PROBLEM:
Please extract every line of the material below that contains the word "lace", and copy each of those lines without changes.

-- Start EXERCISE INPUT --

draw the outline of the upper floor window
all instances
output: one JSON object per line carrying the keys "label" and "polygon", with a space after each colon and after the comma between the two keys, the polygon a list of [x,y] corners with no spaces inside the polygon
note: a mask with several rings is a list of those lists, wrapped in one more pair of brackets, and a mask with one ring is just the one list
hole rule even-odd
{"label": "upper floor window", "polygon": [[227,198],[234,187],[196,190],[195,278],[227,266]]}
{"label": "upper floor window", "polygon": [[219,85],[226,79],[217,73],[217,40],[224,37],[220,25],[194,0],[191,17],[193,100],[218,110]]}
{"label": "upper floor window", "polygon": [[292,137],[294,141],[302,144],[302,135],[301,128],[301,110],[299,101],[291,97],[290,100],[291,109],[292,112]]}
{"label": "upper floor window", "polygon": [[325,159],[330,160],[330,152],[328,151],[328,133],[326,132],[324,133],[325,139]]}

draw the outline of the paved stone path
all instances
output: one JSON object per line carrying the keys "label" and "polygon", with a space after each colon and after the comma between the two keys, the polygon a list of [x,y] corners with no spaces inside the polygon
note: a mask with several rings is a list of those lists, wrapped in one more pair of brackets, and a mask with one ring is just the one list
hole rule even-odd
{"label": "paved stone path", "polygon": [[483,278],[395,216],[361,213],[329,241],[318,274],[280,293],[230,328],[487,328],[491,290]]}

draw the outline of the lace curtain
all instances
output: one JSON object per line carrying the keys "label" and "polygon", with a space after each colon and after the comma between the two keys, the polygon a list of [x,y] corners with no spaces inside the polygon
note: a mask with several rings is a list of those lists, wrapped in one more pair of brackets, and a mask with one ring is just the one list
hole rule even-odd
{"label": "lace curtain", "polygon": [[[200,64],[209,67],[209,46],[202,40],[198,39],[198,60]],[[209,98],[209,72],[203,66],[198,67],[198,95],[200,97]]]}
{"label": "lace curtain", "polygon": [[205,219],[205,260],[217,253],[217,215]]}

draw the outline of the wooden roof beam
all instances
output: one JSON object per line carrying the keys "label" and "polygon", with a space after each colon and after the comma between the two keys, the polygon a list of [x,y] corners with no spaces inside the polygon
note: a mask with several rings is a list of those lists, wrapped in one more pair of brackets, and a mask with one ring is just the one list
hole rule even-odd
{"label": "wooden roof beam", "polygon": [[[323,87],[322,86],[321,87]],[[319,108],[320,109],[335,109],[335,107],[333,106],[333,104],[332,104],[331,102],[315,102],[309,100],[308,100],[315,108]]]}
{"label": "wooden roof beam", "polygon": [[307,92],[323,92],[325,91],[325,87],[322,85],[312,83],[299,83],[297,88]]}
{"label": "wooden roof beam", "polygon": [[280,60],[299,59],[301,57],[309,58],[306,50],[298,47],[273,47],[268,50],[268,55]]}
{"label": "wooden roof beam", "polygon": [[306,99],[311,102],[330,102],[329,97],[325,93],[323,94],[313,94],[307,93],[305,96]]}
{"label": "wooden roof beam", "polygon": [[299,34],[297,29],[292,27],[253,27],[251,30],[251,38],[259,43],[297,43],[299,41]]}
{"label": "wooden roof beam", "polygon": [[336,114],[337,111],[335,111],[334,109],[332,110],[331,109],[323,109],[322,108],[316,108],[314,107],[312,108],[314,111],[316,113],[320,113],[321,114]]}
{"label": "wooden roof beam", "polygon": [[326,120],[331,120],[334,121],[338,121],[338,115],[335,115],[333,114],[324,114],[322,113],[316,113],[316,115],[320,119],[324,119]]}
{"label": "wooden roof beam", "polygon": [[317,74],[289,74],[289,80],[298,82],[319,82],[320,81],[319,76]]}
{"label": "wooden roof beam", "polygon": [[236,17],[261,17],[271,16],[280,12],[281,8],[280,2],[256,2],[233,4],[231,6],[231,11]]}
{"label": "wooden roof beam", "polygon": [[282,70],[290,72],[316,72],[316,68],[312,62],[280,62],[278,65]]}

-- End EXERCISE INPUT --

TASK RESULT:
draw the outline of the lace curtain
{"label": "lace curtain", "polygon": [[[200,64],[209,67],[209,46],[202,40],[198,39],[198,60]],[[209,98],[209,72],[203,66],[198,67],[198,95],[200,97]]]}
{"label": "lace curtain", "polygon": [[205,219],[205,260],[217,253],[217,215]]}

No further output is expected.